* **JOB**: Copy each line of the records below that contains the word "collar".

* **GIVEN ENTRIES**:
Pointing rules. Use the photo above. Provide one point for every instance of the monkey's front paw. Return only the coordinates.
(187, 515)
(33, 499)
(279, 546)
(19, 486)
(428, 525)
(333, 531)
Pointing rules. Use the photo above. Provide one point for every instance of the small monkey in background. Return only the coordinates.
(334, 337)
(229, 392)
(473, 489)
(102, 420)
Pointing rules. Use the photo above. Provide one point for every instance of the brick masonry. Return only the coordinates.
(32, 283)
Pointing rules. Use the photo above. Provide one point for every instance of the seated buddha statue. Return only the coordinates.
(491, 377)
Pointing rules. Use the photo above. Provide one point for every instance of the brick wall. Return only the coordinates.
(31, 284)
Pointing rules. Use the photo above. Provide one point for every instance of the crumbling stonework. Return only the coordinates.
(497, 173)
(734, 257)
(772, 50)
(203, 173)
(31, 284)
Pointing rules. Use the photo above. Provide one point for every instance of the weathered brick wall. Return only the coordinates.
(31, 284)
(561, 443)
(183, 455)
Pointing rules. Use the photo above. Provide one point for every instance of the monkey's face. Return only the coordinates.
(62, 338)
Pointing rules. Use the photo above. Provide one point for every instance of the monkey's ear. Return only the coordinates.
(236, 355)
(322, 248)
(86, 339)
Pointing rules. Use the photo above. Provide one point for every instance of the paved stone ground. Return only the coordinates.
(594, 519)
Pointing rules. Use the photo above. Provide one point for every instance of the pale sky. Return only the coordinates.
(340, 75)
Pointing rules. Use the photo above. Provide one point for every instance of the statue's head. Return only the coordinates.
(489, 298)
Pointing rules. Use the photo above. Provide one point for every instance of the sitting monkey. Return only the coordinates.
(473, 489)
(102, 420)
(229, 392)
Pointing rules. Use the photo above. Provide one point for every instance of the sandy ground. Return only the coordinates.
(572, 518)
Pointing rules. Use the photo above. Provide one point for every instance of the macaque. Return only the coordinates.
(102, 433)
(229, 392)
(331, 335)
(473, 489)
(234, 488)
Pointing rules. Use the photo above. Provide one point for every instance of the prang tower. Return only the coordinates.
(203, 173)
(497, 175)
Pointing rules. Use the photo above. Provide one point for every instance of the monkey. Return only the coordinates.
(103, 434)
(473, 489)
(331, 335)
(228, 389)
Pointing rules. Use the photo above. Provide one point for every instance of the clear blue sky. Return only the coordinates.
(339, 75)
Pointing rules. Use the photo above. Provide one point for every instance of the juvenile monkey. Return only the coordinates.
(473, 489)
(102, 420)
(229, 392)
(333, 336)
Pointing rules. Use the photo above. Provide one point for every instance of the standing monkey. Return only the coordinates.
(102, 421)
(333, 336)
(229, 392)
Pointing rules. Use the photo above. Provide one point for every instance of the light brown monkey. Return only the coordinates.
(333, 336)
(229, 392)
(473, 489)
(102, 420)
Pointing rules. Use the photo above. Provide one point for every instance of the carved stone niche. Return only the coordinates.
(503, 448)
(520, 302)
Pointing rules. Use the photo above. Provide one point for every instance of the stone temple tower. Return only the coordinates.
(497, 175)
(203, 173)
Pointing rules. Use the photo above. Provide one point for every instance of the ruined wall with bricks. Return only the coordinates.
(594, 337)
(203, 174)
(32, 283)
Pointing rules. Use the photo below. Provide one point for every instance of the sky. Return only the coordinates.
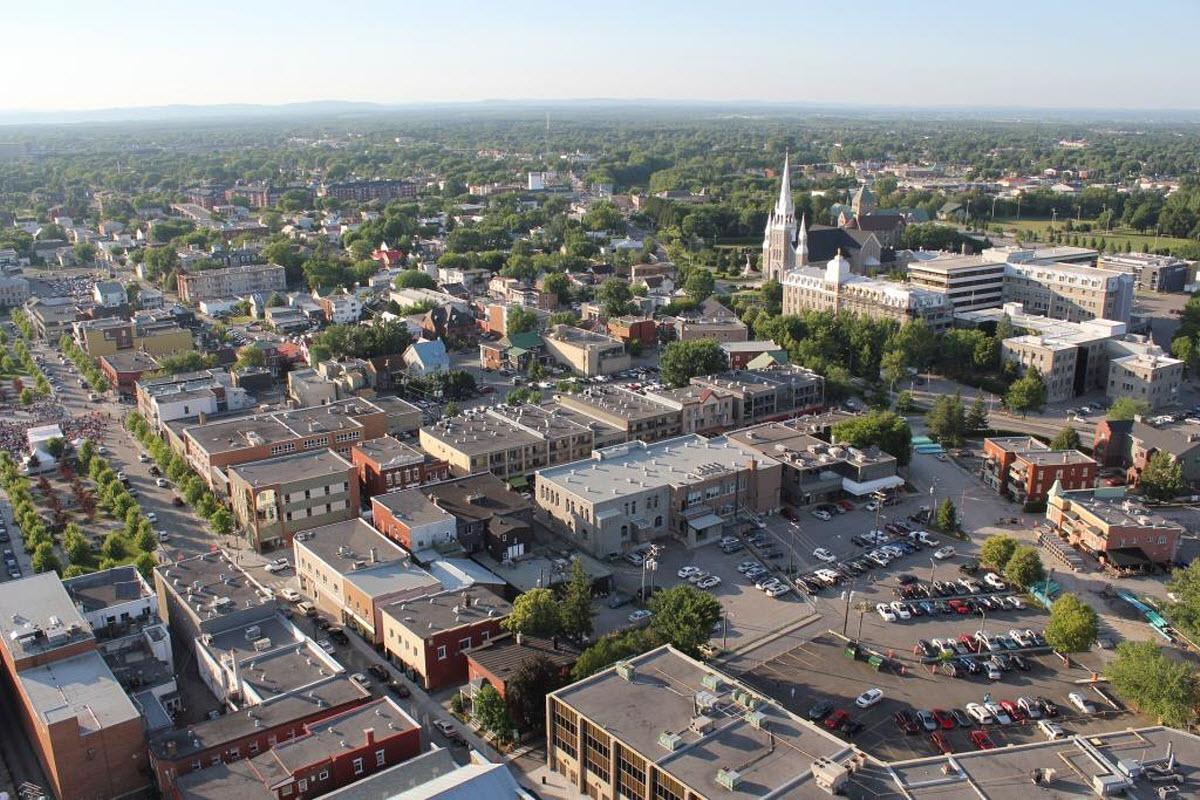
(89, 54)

==

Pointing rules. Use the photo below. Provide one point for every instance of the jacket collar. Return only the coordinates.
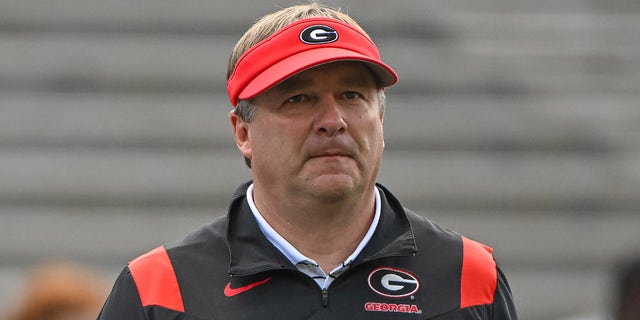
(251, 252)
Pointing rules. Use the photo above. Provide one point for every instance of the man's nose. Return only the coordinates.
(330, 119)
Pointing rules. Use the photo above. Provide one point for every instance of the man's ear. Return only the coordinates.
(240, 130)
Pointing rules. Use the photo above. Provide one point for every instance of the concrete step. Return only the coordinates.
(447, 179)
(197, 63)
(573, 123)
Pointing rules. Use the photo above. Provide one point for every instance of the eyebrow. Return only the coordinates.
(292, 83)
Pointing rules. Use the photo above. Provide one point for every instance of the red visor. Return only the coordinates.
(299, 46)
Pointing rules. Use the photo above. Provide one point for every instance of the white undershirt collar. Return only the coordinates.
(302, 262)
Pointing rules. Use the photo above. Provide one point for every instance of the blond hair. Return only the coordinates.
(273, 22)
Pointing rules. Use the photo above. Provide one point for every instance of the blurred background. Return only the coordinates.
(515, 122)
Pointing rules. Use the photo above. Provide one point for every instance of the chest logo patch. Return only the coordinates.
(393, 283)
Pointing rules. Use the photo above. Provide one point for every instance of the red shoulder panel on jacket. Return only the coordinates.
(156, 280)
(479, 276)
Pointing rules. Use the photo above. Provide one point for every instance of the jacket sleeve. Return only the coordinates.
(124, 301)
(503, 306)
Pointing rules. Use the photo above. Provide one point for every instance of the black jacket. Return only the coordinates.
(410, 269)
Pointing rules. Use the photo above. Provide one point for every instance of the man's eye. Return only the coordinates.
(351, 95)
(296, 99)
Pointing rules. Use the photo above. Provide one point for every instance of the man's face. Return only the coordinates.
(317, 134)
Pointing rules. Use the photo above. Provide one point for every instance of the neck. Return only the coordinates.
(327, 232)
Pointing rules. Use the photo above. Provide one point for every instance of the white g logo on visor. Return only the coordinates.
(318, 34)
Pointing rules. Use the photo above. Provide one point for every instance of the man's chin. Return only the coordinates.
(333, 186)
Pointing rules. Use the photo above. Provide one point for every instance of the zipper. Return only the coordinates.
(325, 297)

* **TASK RESULT**:
Pointing rules. Use the photo below. Provide one point for every instance of the jacket collar. Return only the coordinates.
Pointing rules. Use the photo above. Provide one point for every instance of the white undershirt collar. Return only the coordinates.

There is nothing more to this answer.